Document excerpt:
'''

Someone asked me the other day, how I’d become a storyteller. I’m going to take the liberty of telling the same story in print twice and repost this blog from 5 years ago.
When I try and answer this question, I think of Walt Whitman who wrote, “slowly, surely, what you are picks its way.” I have at least a half a dozen answers to the question, ranging from three words to an all night discourse, and they are all true in one way or another. It’s been a long and winding road. Here’s an encounter on the road, that I had 50+ years ago that is one way of telling the story.
A Big Mistake! I broke one of the cardinal rules of hitchhiking. Rather than patiently waiting for a car to answer the call of the thumb, I approached the window of a vehicle with two guys sitting in it while gassing up and I asked them through the fogged up windows for a ride. I was desperate. It was 3AM, the mercury was approaching 10 below in a blizzard, and frostbite was beginning to flirt with my nose. This was in Windsor Ontario and I needed to get across the border to Detroit and then continue on Michigan State University in Lansing, where still unknown to me, my undergraduate academic career was about to take a 7 year sabbatical while I adventured in Alaska. The car had Michigan plates so I hoped they might be headed to the tunnel under the Detroit River, and across the border. It was February 1970 and I was making my way back from Winter Carnival in Quebec City.
The driver of the car never rolled down the window, but he unlocked the door and with a jerk of his neck, motioned me to the back seat. It only took a few short minutes before I was ruefully wondering if I had willfully walked into a trap.
My desperate mission was to get out of the cold. But these two characters were on a desperate mission of their own. I’ve forgotten their names, but I remember the story they spun out. The were auto factory workers, former marines, current members of the John Birch society, and had been recently fired from their jobs as Michigan State Troopers who had been drummed because their outspoken and radical views. They were on the last leg of a failed mission to return the driver’s son to the United States. The son was a Marine who had been busted for the possession of LSD, then deserted across the Canadian border. My new traveling companions had been up for more than 48 hours without sleep in a failed attempt to get him to come home and face the music. They were bug eyed and wired, exhausted, baffled, bewildered and angry. mission and now… they had a real live long hair096 on board! Both of these guys were huge. From my vantage point I was looking at a solid wall of thick red neck. They started peppering me with rapid fire questions about drugs, the war, and the draft.

'''

Exercise directions: Set down everything in the hitchhiking story from "When I try and" down to "telling the story.", word for word.

Input data:
'''

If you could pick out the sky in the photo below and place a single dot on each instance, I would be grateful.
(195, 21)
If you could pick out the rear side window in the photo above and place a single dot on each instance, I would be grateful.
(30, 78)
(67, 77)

'''

Exercise output:
When I try and answer this question, I think of Walt Whitman who wrote, “slowly, surely, what you are picks its way.” I have at least a half a dozen answers to the question, ranging from three words to an all night discourse, and they are all true in one way or another. It’s been a long and winding road. Here’s an encounter on the road, that I had 50+ years ago that is one way of telling the story.